→ WORK ORDER
A complete, exact retyping of the data below is required.

(Source data)

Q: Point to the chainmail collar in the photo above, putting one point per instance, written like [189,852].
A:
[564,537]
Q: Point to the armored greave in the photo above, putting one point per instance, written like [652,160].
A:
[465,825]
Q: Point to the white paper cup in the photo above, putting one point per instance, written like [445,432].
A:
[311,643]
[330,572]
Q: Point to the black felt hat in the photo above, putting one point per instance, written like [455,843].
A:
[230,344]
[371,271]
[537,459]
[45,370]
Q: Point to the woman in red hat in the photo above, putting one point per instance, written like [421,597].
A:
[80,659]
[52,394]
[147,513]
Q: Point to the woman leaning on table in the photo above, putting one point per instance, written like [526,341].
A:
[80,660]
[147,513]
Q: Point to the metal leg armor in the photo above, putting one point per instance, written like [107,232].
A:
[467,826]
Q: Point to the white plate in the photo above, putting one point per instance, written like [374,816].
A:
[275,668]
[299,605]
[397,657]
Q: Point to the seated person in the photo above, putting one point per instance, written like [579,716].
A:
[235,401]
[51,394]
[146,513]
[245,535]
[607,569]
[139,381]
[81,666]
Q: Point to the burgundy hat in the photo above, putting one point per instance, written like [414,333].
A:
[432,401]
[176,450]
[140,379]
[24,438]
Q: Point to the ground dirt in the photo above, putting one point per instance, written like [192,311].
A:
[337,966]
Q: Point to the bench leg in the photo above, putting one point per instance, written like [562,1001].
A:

→ WRITTEN RESPONSE
Q: Point to the chainmail collar in the photo above, putting one point per instance, written like [189,852].
A:
[564,537]
Q: Point to the armored greave in the photo above, putting one point per instance, written like [652,160].
A:
[465,825]
Q: Point to the white paper cup in the photo above, putting one point per instance, written like [445,432].
A:
[311,643]
[330,572]
Q: Point to the black felt hat in the photo above, putting one point per instance, written like [455,843].
A:
[230,344]
[371,271]
[537,459]
[45,370]
Q: Point to the woman in red hat in the photo above, putting one point per instance, written like [421,597].
A:
[80,659]
[52,394]
[147,513]
Q: Point to the woman leaning on table in the photo above, putting one point per instance, written like [526,341].
A:
[80,660]
[147,513]
Q: Point to the metal leg armor in the photo above, putting one point per instance, written like [107,232].
A:
[467,826]
Q: Point to the white plate in the photo above, putting one point per instance, written like [374,816].
A:
[275,668]
[299,605]
[397,657]
Q: Point to the seated person in the photo above, putting one point per instance, written like [579,716].
A:
[235,401]
[51,394]
[146,513]
[245,535]
[607,569]
[139,381]
[81,666]
Q: Point to the burgundy hat in the photo above, putting one point per instance, written like [414,333].
A:
[432,401]
[176,450]
[140,379]
[24,438]
Q: Point to the ground dirt in the photo above, putting one point per instance, written like [192,311].
A:
[337,966]
Q: Point to the bench leg in the photo above, putting one point per instance, written like [562,1001].
A:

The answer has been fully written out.